• DATA SUPPLIED
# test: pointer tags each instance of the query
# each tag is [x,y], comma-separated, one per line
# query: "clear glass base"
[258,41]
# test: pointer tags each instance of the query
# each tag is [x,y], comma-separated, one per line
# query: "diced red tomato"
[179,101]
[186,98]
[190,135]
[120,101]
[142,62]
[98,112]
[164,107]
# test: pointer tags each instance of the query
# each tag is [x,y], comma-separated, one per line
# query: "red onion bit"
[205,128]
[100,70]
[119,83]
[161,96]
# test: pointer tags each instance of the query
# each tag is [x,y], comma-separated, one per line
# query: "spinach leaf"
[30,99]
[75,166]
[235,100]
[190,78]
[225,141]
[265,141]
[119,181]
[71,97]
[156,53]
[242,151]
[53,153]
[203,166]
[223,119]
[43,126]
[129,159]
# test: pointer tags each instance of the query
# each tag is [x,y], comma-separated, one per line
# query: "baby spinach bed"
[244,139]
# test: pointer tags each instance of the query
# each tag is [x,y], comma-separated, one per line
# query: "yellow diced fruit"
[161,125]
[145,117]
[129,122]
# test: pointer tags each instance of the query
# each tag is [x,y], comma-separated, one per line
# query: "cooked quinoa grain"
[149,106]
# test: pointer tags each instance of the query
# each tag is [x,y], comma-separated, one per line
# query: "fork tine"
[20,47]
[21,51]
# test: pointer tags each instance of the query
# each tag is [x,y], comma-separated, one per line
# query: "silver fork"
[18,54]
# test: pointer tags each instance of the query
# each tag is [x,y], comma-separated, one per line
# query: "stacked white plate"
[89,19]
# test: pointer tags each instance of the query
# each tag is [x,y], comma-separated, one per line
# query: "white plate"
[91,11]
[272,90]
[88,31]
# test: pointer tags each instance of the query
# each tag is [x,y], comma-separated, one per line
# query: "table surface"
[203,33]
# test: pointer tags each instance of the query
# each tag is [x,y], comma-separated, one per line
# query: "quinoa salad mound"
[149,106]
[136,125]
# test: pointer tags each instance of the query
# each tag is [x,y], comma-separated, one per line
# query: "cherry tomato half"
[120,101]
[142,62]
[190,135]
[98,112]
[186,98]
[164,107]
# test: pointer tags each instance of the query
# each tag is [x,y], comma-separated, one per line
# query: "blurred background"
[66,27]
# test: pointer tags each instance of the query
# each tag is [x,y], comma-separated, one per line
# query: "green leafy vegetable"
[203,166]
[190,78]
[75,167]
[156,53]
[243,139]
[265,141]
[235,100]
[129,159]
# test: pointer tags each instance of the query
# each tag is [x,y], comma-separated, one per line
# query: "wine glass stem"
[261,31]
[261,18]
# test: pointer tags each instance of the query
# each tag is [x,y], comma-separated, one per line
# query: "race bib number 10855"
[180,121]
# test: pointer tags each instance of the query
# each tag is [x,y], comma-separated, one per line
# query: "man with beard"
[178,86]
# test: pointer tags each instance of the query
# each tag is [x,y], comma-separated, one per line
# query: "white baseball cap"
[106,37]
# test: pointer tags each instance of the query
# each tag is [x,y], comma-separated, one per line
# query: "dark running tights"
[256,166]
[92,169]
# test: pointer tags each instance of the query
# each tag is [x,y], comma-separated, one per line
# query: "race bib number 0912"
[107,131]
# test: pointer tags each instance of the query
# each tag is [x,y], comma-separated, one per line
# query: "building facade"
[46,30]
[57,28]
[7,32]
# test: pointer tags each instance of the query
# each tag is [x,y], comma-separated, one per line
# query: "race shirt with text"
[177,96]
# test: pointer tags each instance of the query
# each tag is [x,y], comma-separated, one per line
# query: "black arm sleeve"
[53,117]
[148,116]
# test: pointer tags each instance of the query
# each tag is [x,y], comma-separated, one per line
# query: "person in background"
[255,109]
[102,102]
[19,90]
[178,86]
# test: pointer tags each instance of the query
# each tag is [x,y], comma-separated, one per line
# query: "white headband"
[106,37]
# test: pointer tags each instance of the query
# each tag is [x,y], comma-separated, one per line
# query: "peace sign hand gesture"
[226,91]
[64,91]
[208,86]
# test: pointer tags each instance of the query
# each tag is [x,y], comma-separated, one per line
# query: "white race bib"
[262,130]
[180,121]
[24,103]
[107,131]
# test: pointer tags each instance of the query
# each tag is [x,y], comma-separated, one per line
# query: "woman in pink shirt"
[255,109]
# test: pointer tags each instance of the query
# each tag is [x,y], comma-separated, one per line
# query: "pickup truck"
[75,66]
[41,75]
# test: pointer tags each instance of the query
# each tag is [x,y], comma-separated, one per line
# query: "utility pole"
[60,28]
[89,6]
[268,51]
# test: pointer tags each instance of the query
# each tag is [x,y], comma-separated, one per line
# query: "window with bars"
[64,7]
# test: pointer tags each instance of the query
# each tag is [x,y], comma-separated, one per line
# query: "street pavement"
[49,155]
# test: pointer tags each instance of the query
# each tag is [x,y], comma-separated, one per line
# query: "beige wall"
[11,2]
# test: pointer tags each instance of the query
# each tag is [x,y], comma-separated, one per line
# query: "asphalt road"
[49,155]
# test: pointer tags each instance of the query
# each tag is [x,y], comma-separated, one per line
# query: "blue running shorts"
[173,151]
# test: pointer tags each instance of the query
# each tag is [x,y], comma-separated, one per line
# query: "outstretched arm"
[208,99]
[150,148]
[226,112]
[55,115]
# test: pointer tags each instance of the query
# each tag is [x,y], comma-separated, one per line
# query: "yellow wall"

• EXERCISE DESCRIPTION
A verbatim restatement of all the entries above is required.

• ANSWER SECTION
# test: pointer tags each instance of the query
# each tag is [x,y], comma-separated, one per line
# query: "clear glass base"
[258,41]
# test: pointer tags each instance of the query
# each tag is [x,y], comma-separated, one per line
# query: "diced red tomato"
[179,101]
[186,98]
[190,135]
[120,101]
[142,62]
[98,112]
[164,107]
# test: pointer tags each instance of the query
# each tag is [x,y], comma-separated, one per line
# query: "red onion bit"
[205,128]
[100,70]
[119,83]
[161,96]
# test: pointer tags each instance of the query
# each tag is [x,y], comma-separated, one per line
# query: "spinach leaf"
[30,99]
[75,166]
[235,100]
[190,78]
[225,141]
[265,141]
[119,181]
[71,97]
[156,53]
[242,151]
[53,153]
[203,166]
[223,119]
[43,126]
[129,159]
# test: pointer tags each instance of the query
# each tag is [x,y], comma-separated, one per line
# query: "baby spinach bed"
[244,139]
# test: pointer tags each instance of the query
# each tag is [x,y], comma-separated, one per line
# query: "yellow diced fruit"
[161,125]
[145,117]
[129,122]
# test: pointer tags each instance of the query
# each tag is [x,y], comma-separated, one per line
# query: "cooked quinoa grain"
[149,106]
# test: pointer tags each instance of the query
# each tag is [x,y], comma-separated, one per line
# query: "fork tine"
[20,47]
[21,51]
# test: pointer tags each instance of the query
# each tag is [x,y], comma-separated, one per line
# query: "silver fork"
[18,54]
# test: pointer tags each instance of the query
# each tag is [x,y], comma-separated, one per line
# query: "stacked white plate"
[89,19]
# test: pointer tags each instance of the query
# each tag is [x,y], comma-separated, one per line
# query: "white plate"
[91,11]
[272,90]
[88,31]
# test: pointer tags each instance of the query
# each tag is [x,y], comma-separated, one per line
# query: "table surface"
[203,33]
# test: pointer tags each instance of the query
# each tag is [x,y], comma-separated, one per line
# query: "quinoa salad mound"
[149,106]
[136,125]
# test: pointer tags each instance of the query
# each tag is [x,y], comma-separated, one per line
# query: "cherry tomato half"
[120,101]
[142,62]
[190,135]
[98,112]
[186,98]
[164,107]
# test: pointer tags each instance of the query
# each tag is [x,y], comma-separated, one per line
# query: "blurred background"
[66,27]
# test: pointer tags each instance of the query
# each tag is [x,y], comma-separated, one per line
# query: "green leafy vegetable"
[203,166]
[190,78]
[75,167]
[156,53]
[243,139]
[265,141]
[235,100]
[129,159]
# test: pointer tags each instance of the query
# each tag is [x,y], comma-separated, one per line
# query: "wine glass stem"
[261,31]
[261,18]
# test: pointer tags each instance of the query
# each tag is [x,y], comma-separated, one per line
# query: "race bib number 10855"
[180,121]
# test: pointer tags each instance of the query
# each tag is [x,y], comma-separated, one per line
# query: "man with beard"
[178,86]
# test: pointer tags each instance of the query
# each tag is [x,y], comma-separated, one per line
# query: "white baseball cap"
[106,37]
# test: pointer tags each instance of the query
# each tag is [x,y], comma-separated, one per line
# query: "dark running tights"
[256,166]
[92,169]
# test: pointer tags each instance of the query
# each tag is [x,y], comma-separated, one per line
# query: "race bib number 0912"
[107,131]
# test: pointer tags each instance of the query
# each tag is [x,y], comma-separated, one per line
# query: "building facade"
[46,30]
[57,28]
[7,32]
# test: pointer tags each instance of the query
# each tag is [x,y], comma-separated, one per line
# query: "race shirt with text"
[177,96]
# test: pointer tags each instance of the query
# each tag is [x,y], comma-separated, one per line
# query: "black arm sleeve"
[53,117]
[148,116]
# test: pointer tags each instance of the query
# each tag is [x,y], comma-separated, one per line
# query: "person in background"
[255,109]
[102,102]
[19,90]
[178,86]
# test: pointer tags each instance of the query
# each tag is [x,y], comma-separated, one per line
# query: "white headband"
[106,37]
# test: pointer tags each instance of the query
# each tag is [x,y], comma-separated, one per line
# query: "peace sign hand gesture"
[226,91]
[64,91]
[208,86]
# test: pointer tags each instance of the query
# each tag is [x,y], comma-separated, one per line
# query: "white race bib"
[262,130]
[180,121]
[24,103]
[107,131]
# test: pointer tags each instance of the query
# each tag is [x,y], comma-separated, one per line
# query: "woman in pink shirt"
[255,109]
# test: pointer tags each instance of the query
# each tag is [x,y], comma-separated, one per line
# query: "pickup truck"
[75,66]
[41,75]
# test: pointer tags each instance of the query
# each tag is [x,y], comma-separated, one per line
# query: "utility pole"
[60,28]
[89,6]
[268,51]
# test: pointer tags each instance of the query
# each tag is [x,y], comma-separated, one per line
# query: "window with bars"
[64,7]
# test: pointer tags each instance of the query
# each tag is [x,y], comma-separated, one per line
# query: "street pavement"
[49,155]
# test: pointer tags each instance of the query
# each tag is [x,y], comma-separated, one per line
# query: "beige wall"
[11,2]
# test: pointer tags each instance of the query
# each tag is [x,y], comma-separated, one per line
# query: "asphalt road"
[49,155]
# test: pointer tags each instance of the query
# each tag is [x,y], comma-separated, one per line
# query: "blue running shorts"
[173,151]
# test: pointer tags each instance of the query
# each tag is [x,y], comma-separated, one per line
# query: "outstretched arm"
[208,99]
[150,148]
[226,112]
[55,115]
# test: pointer tags each instance of the query
# each tag is [x,y], comma-separated, one per line
# query: "yellow wall"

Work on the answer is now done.